───── DATA SUPPLIED
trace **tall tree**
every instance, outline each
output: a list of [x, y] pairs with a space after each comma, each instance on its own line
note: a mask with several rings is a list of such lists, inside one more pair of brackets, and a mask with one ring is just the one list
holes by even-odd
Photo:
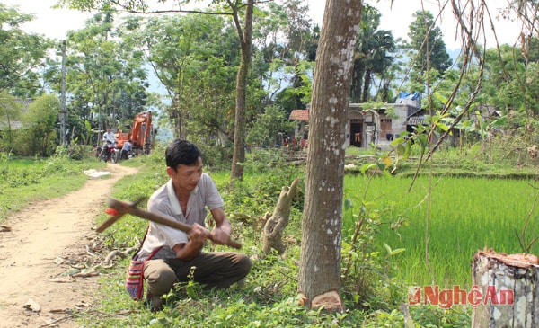
[[21, 29], [33, 18], [0, 4], [0, 93], [8, 91], [30, 98], [40, 89], [36, 72], [51, 42]]
[[245, 162], [245, 103], [247, 96], [247, 76], [251, 66], [252, 49], [252, 15], [254, 4], [248, 0], [245, 4], [244, 25], [242, 28], [238, 10], [243, 5], [239, 0], [233, 3], [226, 0], [232, 9], [233, 18], [238, 31], [242, 49], [242, 61], [236, 81], [235, 120], [234, 126], [234, 154], [230, 178], [241, 180], [243, 177], [243, 162]]
[[90, 104], [83, 108], [97, 116], [100, 131], [106, 126], [118, 127], [123, 120], [130, 121], [146, 101], [142, 57], [119, 36], [113, 13], [108, 11], [95, 14], [84, 29], [70, 31], [67, 37], [68, 92]]
[[436, 26], [429, 12], [417, 11], [413, 17], [415, 20], [409, 26], [408, 36], [415, 55], [412, 59], [414, 73], [418, 76], [415, 80], [420, 80], [420, 76], [430, 69], [443, 75], [451, 66], [452, 60], [446, 50], [442, 31]]
[[298, 292], [307, 307], [342, 311], [340, 244], [345, 127], [362, 1], [328, 0], [311, 102]]
[[[172, 5], [187, 4], [190, 0], [167, 1], [161, 0], [158, 3], [172, 3]], [[135, 13], [159, 13], [163, 11], [150, 10], [150, 5], [145, 0], [59, 0], [58, 5], [68, 6], [72, 9], [79, 10], [110, 10], [117, 8]], [[252, 19], [254, 13], [254, 2], [247, 0], [216, 0], [213, 2], [218, 8], [223, 8], [220, 12], [202, 12], [194, 11], [199, 13], [207, 14], [226, 14], [231, 15], [234, 24], [237, 31], [240, 49], [242, 50], [242, 61], [238, 69], [236, 80], [236, 103], [234, 119], [234, 155], [230, 177], [231, 179], [242, 179], [243, 176], [243, 163], [245, 161], [245, 100], [247, 93], [247, 76], [251, 66], [252, 49]], [[213, 10], [214, 7], [210, 7]], [[244, 12], [242, 12], [243, 9]], [[166, 13], [184, 13], [183, 10], [166, 10]], [[242, 23], [243, 22], [243, 23]]]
──────────
WHAT THE TASK ASKS: Reproduce every line of the entries above verbatim, leaving out the pictures.

SOLUTION FOR THIS TASK:
trace **tall tree**
every instance, outline each
output: a list of [x, y] pairs with a space after each comma, each instance on its own line
note: a mask with several rings is a list of such lists, inside one more pair of brackets, and a mask with one ring is just the one list
holes by even-odd
Photo:
[[21, 29], [33, 18], [0, 4], [0, 93], [8, 91], [30, 98], [40, 89], [36, 72], [51, 42]]
[[245, 162], [245, 103], [247, 96], [247, 76], [251, 66], [252, 49], [252, 15], [254, 4], [248, 0], [245, 4], [244, 25], [242, 28], [238, 10], [243, 5], [239, 0], [233, 3], [226, 0], [232, 9], [233, 18], [238, 31], [242, 49], [242, 61], [236, 81], [235, 120], [234, 126], [234, 154], [230, 178], [241, 180], [243, 177], [243, 162]]
[[90, 104], [83, 108], [97, 116], [100, 131], [106, 126], [118, 127], [123, 120], [130, 121], [146, 101], [142, 57], [119, 36], [113, 13], [108, 11], [95, 14], [84, 29], [70, 31], [67, 37], [68, 92]]
[[436, 26], [429, 12], [417, 11], [413, 17], [415, 20], [409, 26], [408, 36], [415, 55], [412, 59], [414, 73], [418, 76], [415, 80], [420, 80], [420, 76], [430, 69], [443, 75], [451, 66], [452, 60], [446, 50], [442, 31]]
[[298, 292], [307, 307], [342, 311], [340, 244], [345, 127], [362, 1], [328, 0], [311, 102]]
[[[172, 5], [187, 4], [190, 0], [167, 1], [161, 0], [158, 3], [172, 3]], [[135, 13], [159, 13], [163, 11], [150, 10], [150, 5], [145, 0], [59, 0], [58, 5], [68, 6], [72, 9], [79, 10], [110, 10], [117, 8]], [[252, 19], [254, 13], [254, 2], [247, 0], [216, 0], [213, 2], [218, 8], [223, 8], [220, 12], [202, 12], [194, 11], [199, 13], [207, 14], [226, 14], [231, 15], [234, 24], [237, 31], [240, 49], [242, 50], [242, 61], [238, 69], [236, 80], [236, 103], [234, 119], [234, 155], [230, 177], [231, 179], [242, 179], [243, 176], [243, 163], [245, 161], [245, 100], [247, 93], [247, 76], [251, 66], [252, 49]], [[213, 10], [214, 7], [210, 7]], [[244, 12], [242, 12], [243, 9]], [[166, 13], [184, 13], [183, 10], [166, 10]], [[242, 23], [243, 22], [243, 23]]]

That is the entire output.